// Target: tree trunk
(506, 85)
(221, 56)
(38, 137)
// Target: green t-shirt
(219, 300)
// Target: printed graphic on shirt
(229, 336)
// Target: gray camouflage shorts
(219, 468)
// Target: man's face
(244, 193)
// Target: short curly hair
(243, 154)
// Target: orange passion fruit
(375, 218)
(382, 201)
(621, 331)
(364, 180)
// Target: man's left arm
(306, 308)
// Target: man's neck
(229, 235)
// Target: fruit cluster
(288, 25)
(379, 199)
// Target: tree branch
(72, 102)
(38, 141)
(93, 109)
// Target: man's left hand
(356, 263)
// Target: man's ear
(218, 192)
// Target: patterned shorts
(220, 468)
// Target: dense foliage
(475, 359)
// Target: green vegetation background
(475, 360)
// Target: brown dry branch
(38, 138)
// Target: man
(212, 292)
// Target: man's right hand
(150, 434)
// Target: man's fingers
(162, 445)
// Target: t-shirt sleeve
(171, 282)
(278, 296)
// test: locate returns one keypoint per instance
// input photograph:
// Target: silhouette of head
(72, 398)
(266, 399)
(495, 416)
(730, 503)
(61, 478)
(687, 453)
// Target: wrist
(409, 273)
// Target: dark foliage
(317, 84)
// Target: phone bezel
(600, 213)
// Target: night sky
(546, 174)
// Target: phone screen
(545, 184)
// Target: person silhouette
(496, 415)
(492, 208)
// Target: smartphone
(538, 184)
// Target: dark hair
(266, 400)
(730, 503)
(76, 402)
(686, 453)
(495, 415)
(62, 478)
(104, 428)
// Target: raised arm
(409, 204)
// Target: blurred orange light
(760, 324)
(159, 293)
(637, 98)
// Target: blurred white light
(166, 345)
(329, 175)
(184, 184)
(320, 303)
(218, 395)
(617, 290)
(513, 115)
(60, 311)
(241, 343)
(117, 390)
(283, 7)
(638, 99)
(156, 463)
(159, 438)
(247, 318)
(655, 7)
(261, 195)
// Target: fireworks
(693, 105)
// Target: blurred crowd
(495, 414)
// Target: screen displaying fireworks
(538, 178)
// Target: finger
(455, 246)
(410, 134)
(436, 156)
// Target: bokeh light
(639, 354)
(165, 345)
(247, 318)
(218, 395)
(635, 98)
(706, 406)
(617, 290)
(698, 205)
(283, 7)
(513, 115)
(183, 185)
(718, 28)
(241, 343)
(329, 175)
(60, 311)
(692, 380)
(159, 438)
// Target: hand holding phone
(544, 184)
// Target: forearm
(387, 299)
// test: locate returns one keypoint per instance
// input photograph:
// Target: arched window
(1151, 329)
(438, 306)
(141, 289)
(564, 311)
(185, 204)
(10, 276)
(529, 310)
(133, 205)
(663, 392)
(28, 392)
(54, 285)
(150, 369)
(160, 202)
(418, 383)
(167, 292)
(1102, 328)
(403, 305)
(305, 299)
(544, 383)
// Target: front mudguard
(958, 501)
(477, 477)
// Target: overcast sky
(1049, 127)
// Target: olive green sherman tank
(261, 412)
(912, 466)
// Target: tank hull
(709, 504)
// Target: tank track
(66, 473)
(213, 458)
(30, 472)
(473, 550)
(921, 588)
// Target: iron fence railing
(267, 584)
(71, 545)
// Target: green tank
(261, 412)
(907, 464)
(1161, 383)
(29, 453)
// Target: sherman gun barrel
○ ○ ○ ○ ○ ○ ○
Exercise directions: Write each line above out exactly.

Result for this task:
// Target: tree trunk
(506, 85)
(221, 56)
(38, 137)
// Target: green t-shirt
(219, 300)
// Target: printed graphic on shirt
(229, 336)
// Target: gray camouflage shorts
(219, 468)
// Target: man's face
(244, 193)
// Target: short curly hair
(243, 154)
// Target: orange passion fruit
(375, 218)
(382, 201)
(621, 331)
(364, 180)
// Target: man's left arm
(306, 308)
// Target: man's neck
(229, 235)
// Target: fruit cluster
(288, 25)
(379, 199)
// Target: tree branch
(72, 102)
(38, 141)
(93, 109)
// Target: man's left hand
(356, 263)
// Target: man's ear
(218, 192)
// Target: patterned shorts
(220, 468)
// Target: dense foliage
(475, 359)
// Target: green vegetation background
(475, 360)
// Target: brown dry branch
(38, 138)
// Target: man
(212, 292)
// Target: man's right hand
(150, 434)
// Target: man's fingers
(162, 445)
// Target: t-shirt sleeve
(171, 282)
(278, 296)
// test: locate returns one keypoint per instance
// input photograph:
// Target: silhouette of head
(72, 398)
(266, 399)
(495, 416)
(730, 503)
(61, 478)
(687, 453)
// Target: wrist
(409, 273)
// Target: dark foliage
(317, 84)
// Target: phone bezel
(600, 213)
// Target: night sky
(546, 174)
// Target: phone screen
(545, 184)
// Target: person silhouette
(496, 415)
(492, 208)
// Target: smartphone
(538, 184)
// Target: dark hair
(266, 400)
(730, 503)
(76, 402)
(686, 453)
(495, 415)
(62, 478)
(104, 428)
// Target: raised arm
(409, 204)
// Target: blurred orange light
(760, 324)
(159, 293)
(637, 98)
// Target: blurred white light
(166, 345)
(329, 175)
(184, 184)
(320, 303)
(218, 395)
(617, 290)
(513, 115)
(60, 311)
(241, 343)
(117, 390)
(283, 7)
(638, 99)
(156, 463)
(159, 438)
(247, 318)
(655, 7)
(261, 195)
// Target: fireworks
(693, 105)
// Target: blurred crowd
(495, 414)
// Target: screen displaying fireworks
(538, 178)
// Target: finger
(455, 246)
(410, 134)
(436, 156)
// Target: bokeh light
(639, 354)
(165, 345)
(247, 318)
(218, 395)
(635, 98)
(706, 406)
(617, 290)
(698, 205)
(283, 7)
(513, 115)
(183, 185)
(718, 28)
(241, 343)
(329, 175)
(60, 311)
(692, 380)
(159, 438)
// Target: hand holding phone
(544, 184)
// Target: forearm
(387, 299)
// test: locate returns one keypoint per instance
// input photograph:
// Target: arched window
(1151, 329)
(438, 306)
(141, 289)
(564, 311)
(185, 204)
(10, 276)
(529, 310)
(133, 205)
(663, 392)
(28, 392)
(54, 285)
(150, 369)
(160, 202)
(418, 383)
(167, 292)
(1102, 328)
(403, 305)
(305, 299)
(544, 383)
// Target: front mudguard
(958, 501)
(477, 477)
// Target: overcast sky
(1049, 127)
// Target: olive green sherman tank
(261, 412)
(912, 466)
// Target: tank hull
(709, 504)
// Target: tank track
(66, 473)
(213, 458)
(30, 472)
(473, 550)
(921, 588)
// Target: iron fence railing
(267, 584)
(71, 545)
// Target: green tank
(261, 412)
(907, 464)
(1161, 383)
(29, 453)
// Target: sherman gun barrel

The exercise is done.